-- STATED EXERCISE A --
Reproduce verbatim everything in the passage on rounding integer division up from "If you have" down to "correct exact quotient.".
-- STATED EXERCISE B --
For each statement, state whether the passage on rounding integer division up agrees with it, answering yes or no and quoting the deciding words: (i) the technique adds the divisor itself to the dividend; (ii) the method applies to integer division of positive numbers that rounds toward zero; (iii) in Case 1, the `(Y - 1)/Y` part rounds to zero.
-- STATED EXERCISE C --
Extend the passage on rounding integer division up, picking up after its final sentence.

# Start of SOURCE TEXT

If you have integer division of positive numbers which rounds toward zero, then you can add one less than the divisor to the dividend to make it round up.

That is to say, replace `X / Y` with `(X + Y - 1) / Y`.

Proof:

• Case 1: `X = k * Y` (X is integer multiple of Y): In this case, we have `(k * Y + Y - 1) / Y`, which splits into `(k * Y) / Y + (Y - 1) / Y`. The `(Y - 1)/Y` part rounds to zero, and we are left with a quotient of `k`. This is exactly what we want: when the inputs are divisible, we want the adjusted calculation to still produce the correct exact quotient.

# End of SOURCE TEXT
# Start of RECORDS SUPPLIED

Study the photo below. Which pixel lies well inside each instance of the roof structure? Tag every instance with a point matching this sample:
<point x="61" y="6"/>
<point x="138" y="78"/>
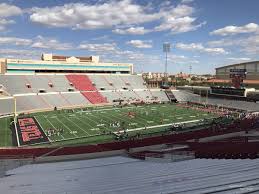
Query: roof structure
<point x="126" y="175"/>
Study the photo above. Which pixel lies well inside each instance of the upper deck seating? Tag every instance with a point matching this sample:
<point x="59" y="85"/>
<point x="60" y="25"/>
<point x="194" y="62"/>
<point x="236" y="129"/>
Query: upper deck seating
<point x="6" y="105"/>
<point x="75" y="99"/>
<point x="101" y="82"/>
<point x="160" y="95"/>
<point x="15" y="84"/>
<point x="134" y="81"/>
<point x="95" y="97"/>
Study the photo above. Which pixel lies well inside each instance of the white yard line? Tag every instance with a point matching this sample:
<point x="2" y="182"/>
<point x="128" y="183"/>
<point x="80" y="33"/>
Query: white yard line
<point x="155" y="126"/>
<point x="84" y="121"/>
<point x="52" y="126"/>
<point x="76" y="124"/>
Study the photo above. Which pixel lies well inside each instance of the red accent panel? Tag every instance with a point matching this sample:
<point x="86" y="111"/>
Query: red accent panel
<point x="94" y="97"/>
<point x="81" y="82"/>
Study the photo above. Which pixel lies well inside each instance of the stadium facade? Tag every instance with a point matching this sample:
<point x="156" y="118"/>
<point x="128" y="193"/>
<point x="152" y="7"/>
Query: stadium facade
<point x="252" y="69"/>
<point x="50" y="113"/>
<point x="50" y="63"/>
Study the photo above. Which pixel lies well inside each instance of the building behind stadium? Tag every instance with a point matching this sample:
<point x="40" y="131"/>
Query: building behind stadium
<point x="50" y="63"/>
<point x="252" y="69"/>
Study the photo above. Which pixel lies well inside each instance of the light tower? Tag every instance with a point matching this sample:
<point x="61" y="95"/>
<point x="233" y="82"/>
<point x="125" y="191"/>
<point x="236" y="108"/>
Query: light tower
<point x="166" y="49"/>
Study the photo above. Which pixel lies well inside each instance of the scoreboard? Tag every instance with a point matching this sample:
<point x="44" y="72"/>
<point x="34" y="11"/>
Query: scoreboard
<point x="228" y="91"/>
<point x="237" y="76"/>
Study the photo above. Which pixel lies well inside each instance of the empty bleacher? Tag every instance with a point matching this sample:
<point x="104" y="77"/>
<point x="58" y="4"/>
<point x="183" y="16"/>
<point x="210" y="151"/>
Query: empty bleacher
<point x="6" y="105"/>
<point x="81" y="82"/>
<point x="95" y="97"/>
<point x="160" y="95"/>
<point x="36" y="92"/>
<point x="30" y="103"/>
<point x="75" y="99"/>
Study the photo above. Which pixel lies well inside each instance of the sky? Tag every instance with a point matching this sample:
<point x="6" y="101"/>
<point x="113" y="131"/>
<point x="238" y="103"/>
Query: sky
<point x="203" y="34"/>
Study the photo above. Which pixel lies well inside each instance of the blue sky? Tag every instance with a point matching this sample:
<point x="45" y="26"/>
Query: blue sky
<point x="204" y="34"/>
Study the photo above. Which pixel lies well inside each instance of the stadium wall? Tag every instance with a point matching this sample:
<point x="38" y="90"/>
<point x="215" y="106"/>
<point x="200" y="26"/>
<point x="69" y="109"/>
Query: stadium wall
<point x="251" y="67"/>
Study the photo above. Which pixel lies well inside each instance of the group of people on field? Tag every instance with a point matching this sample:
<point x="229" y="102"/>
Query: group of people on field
<point x="54" y="131"/>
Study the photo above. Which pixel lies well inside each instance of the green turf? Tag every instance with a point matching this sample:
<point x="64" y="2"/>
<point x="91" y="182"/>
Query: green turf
<point x="92" y="125"/>
<point x="5" y="132"/>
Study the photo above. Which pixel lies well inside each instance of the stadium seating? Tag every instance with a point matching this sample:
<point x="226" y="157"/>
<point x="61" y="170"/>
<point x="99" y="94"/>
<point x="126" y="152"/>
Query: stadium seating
<point x="160" y="95"/>
<point x="95" y="97"/>
<point x="100" y="82"/>
<point x="75" y="98"/>
<point x="81" y="82"/>
<point x="6" y="105"/>
<point x="36" y="92"/>
<point x="31" y="102"/>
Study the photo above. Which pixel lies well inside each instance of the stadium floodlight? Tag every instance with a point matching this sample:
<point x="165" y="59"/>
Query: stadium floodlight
<point x="166" y="49"/>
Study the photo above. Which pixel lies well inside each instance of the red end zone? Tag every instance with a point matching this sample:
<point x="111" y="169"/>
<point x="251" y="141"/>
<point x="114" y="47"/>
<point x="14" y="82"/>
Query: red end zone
<point x="29" y="131"/>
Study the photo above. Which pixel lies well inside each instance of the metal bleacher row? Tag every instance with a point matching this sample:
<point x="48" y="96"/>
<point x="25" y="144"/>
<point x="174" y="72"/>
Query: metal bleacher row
<point x="40" y="92"/>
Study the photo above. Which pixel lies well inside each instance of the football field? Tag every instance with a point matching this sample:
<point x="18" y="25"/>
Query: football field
<point x="100" y="123"/>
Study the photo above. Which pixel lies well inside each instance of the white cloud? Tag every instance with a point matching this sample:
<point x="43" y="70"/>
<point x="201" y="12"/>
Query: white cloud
<point x="7" y="11"/>
<point x="13" y="53"/>
<point x="15" y="41"/>
<point x="179" y="20"/>
<point x="199" y="47"/>
<point x="246" y="45"/>
<point x="50" y="43"/>
<point x="187" y="1"/>
<point x="84" y="16"/>
<point x="140" y="43"/>
<point x="132" y="30"/>
<point x="115" y="14"/>
<point x="239" y="58"/>
<point x="105" y="47"/>
<point x="232" y="30"/>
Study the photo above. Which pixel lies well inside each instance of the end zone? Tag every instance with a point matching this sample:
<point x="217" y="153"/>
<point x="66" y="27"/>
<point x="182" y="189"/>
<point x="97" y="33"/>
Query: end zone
<point x="30" y="132"/>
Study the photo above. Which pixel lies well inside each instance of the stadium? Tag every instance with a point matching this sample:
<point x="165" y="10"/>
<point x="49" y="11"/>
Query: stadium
<point x="63" y="108"/>
<point x="49" y="111"/>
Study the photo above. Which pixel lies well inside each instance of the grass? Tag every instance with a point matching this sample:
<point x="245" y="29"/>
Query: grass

# End of RECORDS SUPPLIED

-- EXERCISE ANSWER A --
If you have integer division of positive numbers which rounds toward zero, then you can add one less than the divisor to the dividend to make it round up.

That is to say, replace `X / Y` with `(X + Y - 1) / Y`.

Proof:

• Case 1: `X = k * Y` (X is integer multiple of Y): In this case, we have `(k * Y + Y - 1) / Y`, which splits into `(k * Y) / Y + (Y - 1) / Y`. The `(Y - 1)/Y` part rounds to zero, and we are left with a quotient of `k`. This is exactly what we want: when the inputs are divisible, we want the adjusted calculation to still produce the correct exact quotient.

-- EXERCISE ANSWER B --
(i) No: "add one less than the divisor to the dividend"
(ii) Yes: "If you have integer division of positive numbers which rounds toward zero"
(iii) Yes: "The `(Y - 1)/Y` part rounds to zero"

-- EXERCISE ANSWER C --
• Case 2: `X = k * Y + m` where `0 < m < Y` (X is not a multiple of Y). In this case we have a numerator of `k * Y + m + Y - 1`, or `k * Y + Y + m - 1`, and we can write the division out as `(k * Y)/Y + Y/Y + (m - 1)/Y`. Since `0 < m < Y`, `0 <= m - 1 < Y - 1`, and so the last term `(m - 1)/Y` goes to zero. We are left with `(k * Y)/Y + Y/Y` which work out to `k + 1`. This shows that the behavior rounds up. If we have an `X` which is a `k` multiple of `Y`, if we add just 1 to it, the division rounds up to `k + 1`.

But this rounding is extremely opposite; all inexact divisions go away from zero. How about something in between?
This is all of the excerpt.